EXCERPTED RECORDS:
------------------------------------------------

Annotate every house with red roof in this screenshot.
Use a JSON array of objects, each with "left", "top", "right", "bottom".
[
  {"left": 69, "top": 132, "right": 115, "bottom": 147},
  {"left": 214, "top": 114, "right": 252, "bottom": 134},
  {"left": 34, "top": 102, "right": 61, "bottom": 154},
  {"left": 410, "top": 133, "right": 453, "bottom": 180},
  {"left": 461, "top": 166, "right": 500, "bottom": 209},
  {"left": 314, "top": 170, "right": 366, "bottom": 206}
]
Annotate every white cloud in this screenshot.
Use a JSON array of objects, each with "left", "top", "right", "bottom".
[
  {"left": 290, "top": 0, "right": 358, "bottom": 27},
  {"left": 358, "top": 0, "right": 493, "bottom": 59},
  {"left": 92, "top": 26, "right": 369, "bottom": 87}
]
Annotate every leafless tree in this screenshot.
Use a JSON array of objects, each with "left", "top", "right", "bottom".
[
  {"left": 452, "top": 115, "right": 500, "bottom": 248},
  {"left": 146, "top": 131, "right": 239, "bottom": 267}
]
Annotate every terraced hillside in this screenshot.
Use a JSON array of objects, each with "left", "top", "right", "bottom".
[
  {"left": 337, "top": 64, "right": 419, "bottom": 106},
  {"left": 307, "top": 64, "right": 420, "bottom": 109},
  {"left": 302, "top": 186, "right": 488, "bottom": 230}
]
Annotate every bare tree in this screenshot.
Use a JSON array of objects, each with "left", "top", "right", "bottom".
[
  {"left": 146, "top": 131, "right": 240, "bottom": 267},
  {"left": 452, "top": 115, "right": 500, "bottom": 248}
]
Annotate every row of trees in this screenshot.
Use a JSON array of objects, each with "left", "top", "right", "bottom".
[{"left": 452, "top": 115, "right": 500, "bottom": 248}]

------------------------------------------------

GOAL:
Please quote all of the rows above word for word, with every line kept in its original order.

REPLY:
Annotate every house with red roof in this screenshot.
Use a JSON array of objects, each with "left", "top", "right", "bottom".
[
  {"left": 69, "top": 132, "right": 115, "bottom": 147},
  {"left": 214, "top": 114, "right": 252, "bottom": 134},
  {"left": 34, "top": 102, "right": 61, "bottom": 154},
  {"left": 410, "top": 133, "right": 453, "bottom": 180},
  {"left": 461, "top": 166, "right": 500, "bottom": 209},
  {"left": 314, "top": 170, "right": 366, "bottom": 206}
]
Annotate every white cloud in this screenshot.
Use a JSON array of objects, each with "left", "top", "right", "bottom".
[
  {"left": 290, "top": 0, "right": 358, "bottom": 27},
  {"left": 358, "top": 0, "right": 493, "bottom": 59},
  {"left": 92, "top": 26, "right": 369, "bottom": 87}
]
Annotate every leafless tree in this screenshot.
Use a JSON array of objects, each with "left", "top", "right", "bottom".
[
  {"left": 452, "top": 115, "right": 500, "bottom": 248},
  {"left": 146, "top": 131, "right": 239, "bottom": 267}
]
Annotate every terraced hillside in this screenshot.
Use a JSON array of objects, each with "left", "top", "right", "bottom".
[
  {"left": 337, "top": 64, "right": 419, "bottom": 106},
  {"left": 307, "top": 64, "right": 420, "bottom": 109},
  {"left": 302, "top": 186, "right": 488, "bottom": 230}
]
Annotate every bare tree in this screenshot.
Use a JSON array of objects, each with "left", "top", "right", "bottom".
[
  {"left": 146, "top": 131, "right": 240, "bottom": 267},
  {"left": 452, "top": 115, "right": 500, "bottom": 248}
]
Annotate every row of trees in this screenshot.
Use a JSON array of objects, each with "left", "top", "right", "bottom".
[{"left": 452, "top": 115, "right": 500, "bottom": 248}]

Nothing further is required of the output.